- [REQUESTS]:
a) In the article on assembly functions, return everything from "Function Declaration in" down to "or its address." verbatim.
b) Answer these from the article on assembly functions:
(i) Which instruction executes the first two steps of running a function?
(ii) How is a function declared in x86-64 assembly?
(iii) What usually determines the layout of the function stack frame?

Functions in Assembly Language

In x86-64 assembly, a function is a named block of code that performs a specific task. Functions can be called an unlimited number of times, making them highly efficient whenever a task needs to be repeated.

Functions in assembly have names, which allows developers to enhance readability and ease debugging by choosing a good, descriptive name. As with other programming languages, functions are used to organize code, improve code reusability, and facilitate modular programming.

Understanding the mechanism of function calling and returning is an essential aspect of learning assembly programming.

More specifically, the process of executing a function involves:

(1) pushing a return address onto the stack,
(2) setting the instruction pointer (RIP) to the function address,
(3) execution of function code,
(4) popping the return address off the stack, and
(5) resetting the instruction pointer (RIP) to the next address after the return address.

A helpful way to think of this is in terms of the CALL (call) and RET (return) instructions. The first two steps are executed by the CALL instruction, and the last two are executed by RET:

CALL => Function Execution => RET

In this article, we’ll take a deep look at functions in x86-64 assembly, but this lesson is applicable to other flavors of assembly as well.

Function Declaration in x86-64 Assembly

In x86-64 assembly, a function is declared using a label followed by a colon.

myfunc:
    ; The function body goes here

For example, my_function: declares a function named my_function. The function body contains the code that define its behavior. Functions can also have local variables, which are typically allocated on the stack.

Calling a Function in x86-64 Assembly

To call a function, we can use the CALL instruction, followed by the name of the function or its address.

CALL my_func

The CALL instruction does two key things. First, it pushes the return address (the address of the next instruction) onto the stack. Second, it jumps to the function by setting the instruction pointer (RIP) to the address of the function in memory.

Returning From a Function

After the function finishes executing, we need a way to return to ordinary program execution. This is called ‘returning’, and is done using the RET instruction.

my_func: 
    <snip>

    RET

Like CALL, RET does two key things and essentially reverses the steps taken by CALL. First, it pops the return address off the stack. Second, it re-assigns the instruction pointer to the return address, resuming the normal control flow of the program outside of the function.

To return from a function, you use the RET instruction.
The RET instruction pops the return address from the stack and jumps to that address, returning control to the caller.

Function Stack Frames in Assembly

When a function gets called, a stack frame is set up in order to support the function. A stack frame is a region of memory on the stack that is used to store information related to a function call. It typically includes the following components:

Return address: The address of the next instruction to be executed after the function call. The return address is pushed onto the stack by the CALL instruction and popped off the stack by the RET instruction.
Saved base pointer (RBP): The base pointer (RBP) is used as a reference point for accessing function arguments and local variables. It is saved at the beginning of the function and restored before the function returns.
Local variables: Space on the stack reserved for variables that are local to the function. These variables are accessed relative to the base pointer (RBP).
Function arguments: Used to store function arguments passed by the caller. Like local variables, function arguments are typically accessed relative to the base pointer (RBP).
Temporary values: Space on the stack used for temporary storage during the execution of the function.

The layout of the function stack frame is usually determined by the compiler and the calling convention being used.

- [MATERIAL PROVIDED]:
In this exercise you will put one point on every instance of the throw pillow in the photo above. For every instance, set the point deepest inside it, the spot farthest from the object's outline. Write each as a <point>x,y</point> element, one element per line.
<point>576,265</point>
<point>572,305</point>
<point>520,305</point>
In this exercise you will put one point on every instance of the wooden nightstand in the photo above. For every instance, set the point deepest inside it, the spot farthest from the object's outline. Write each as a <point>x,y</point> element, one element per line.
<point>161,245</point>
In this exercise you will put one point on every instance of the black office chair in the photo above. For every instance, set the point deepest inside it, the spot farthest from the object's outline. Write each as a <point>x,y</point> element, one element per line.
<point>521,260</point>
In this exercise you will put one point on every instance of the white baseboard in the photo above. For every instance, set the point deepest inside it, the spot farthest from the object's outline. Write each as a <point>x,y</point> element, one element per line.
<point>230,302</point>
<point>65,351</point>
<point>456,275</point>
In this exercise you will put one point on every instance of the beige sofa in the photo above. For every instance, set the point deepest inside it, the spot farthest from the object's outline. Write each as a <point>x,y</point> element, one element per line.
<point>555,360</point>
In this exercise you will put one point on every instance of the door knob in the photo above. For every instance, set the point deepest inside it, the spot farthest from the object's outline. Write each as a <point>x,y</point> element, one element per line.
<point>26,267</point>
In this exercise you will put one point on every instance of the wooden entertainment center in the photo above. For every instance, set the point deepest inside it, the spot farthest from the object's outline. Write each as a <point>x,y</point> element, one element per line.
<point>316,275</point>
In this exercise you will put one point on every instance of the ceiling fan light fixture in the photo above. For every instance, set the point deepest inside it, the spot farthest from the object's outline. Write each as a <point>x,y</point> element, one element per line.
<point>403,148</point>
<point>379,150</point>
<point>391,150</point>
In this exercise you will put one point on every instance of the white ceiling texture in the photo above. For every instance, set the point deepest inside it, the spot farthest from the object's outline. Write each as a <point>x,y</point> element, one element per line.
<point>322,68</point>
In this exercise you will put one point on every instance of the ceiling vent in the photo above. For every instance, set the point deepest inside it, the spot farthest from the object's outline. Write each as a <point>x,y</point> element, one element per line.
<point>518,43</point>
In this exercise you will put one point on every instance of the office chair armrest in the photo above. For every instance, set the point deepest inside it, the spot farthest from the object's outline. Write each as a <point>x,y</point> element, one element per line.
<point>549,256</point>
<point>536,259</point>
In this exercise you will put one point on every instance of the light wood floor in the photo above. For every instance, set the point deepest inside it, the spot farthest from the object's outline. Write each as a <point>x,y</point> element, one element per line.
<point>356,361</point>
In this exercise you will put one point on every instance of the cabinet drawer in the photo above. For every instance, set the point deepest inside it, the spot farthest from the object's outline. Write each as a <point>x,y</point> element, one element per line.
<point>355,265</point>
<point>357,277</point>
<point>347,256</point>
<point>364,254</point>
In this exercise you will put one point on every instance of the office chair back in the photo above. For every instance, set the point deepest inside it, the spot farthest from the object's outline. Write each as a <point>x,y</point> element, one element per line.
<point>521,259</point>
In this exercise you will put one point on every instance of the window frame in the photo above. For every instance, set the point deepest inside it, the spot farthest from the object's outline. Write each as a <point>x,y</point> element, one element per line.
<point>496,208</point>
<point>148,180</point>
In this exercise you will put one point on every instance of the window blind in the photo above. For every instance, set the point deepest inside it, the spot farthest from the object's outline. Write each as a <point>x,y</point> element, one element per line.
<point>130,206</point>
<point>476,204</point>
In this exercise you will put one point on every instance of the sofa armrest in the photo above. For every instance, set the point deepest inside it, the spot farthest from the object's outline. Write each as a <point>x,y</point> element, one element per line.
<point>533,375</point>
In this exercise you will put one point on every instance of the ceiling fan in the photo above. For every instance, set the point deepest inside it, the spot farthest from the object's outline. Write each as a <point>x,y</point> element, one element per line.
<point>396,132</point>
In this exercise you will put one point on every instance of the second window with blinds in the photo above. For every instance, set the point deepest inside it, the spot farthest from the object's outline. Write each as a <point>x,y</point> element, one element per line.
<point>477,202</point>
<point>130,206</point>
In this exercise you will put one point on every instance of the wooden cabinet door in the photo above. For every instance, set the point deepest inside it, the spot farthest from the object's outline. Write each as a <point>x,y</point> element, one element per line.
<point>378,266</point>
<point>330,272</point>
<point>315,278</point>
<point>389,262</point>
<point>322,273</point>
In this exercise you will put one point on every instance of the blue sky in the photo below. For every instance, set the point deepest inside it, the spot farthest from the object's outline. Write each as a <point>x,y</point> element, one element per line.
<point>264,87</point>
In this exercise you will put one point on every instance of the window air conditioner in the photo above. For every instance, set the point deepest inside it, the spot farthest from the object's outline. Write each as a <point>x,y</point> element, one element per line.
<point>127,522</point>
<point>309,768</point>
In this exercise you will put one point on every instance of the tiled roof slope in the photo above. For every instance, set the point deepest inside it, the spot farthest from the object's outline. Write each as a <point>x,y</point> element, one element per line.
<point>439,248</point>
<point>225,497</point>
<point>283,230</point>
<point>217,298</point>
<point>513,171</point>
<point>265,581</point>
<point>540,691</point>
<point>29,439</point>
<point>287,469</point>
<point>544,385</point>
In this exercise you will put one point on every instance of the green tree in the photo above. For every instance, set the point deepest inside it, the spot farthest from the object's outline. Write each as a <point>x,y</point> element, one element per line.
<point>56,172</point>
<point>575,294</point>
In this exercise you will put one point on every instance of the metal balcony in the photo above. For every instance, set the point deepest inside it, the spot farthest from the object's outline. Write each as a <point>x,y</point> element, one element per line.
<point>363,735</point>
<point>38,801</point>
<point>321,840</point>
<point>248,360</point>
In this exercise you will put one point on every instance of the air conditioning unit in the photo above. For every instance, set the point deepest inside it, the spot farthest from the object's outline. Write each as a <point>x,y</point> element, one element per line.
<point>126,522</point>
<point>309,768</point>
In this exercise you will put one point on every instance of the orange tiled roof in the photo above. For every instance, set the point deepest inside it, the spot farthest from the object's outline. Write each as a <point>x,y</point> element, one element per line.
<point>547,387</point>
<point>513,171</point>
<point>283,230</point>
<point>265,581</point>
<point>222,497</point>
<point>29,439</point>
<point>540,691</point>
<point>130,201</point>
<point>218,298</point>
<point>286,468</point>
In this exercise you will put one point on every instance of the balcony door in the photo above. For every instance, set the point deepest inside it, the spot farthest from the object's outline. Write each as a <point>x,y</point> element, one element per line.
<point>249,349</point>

- [OUTPUTS IN ORDER]:
a)
Function Declaration in x86-64 Assembly

In x86-64 assembly, a function is declared using a label followed by a colon.

myfunc:
    ; The function body goes here

For example, my_function: declares a function named my_function. The function body contains the code that define its behavior. Functions can also have local variables, which are typically allocated on the stack.

Calling a Function in x86-64 Assembly

To call a function, we can use the CALL instruction, followed by the name of the function or its address.

b)
(i) The CALL instruction.
(ii) With a label followed by a colon.
(iii) The compiler and the calling convention being used.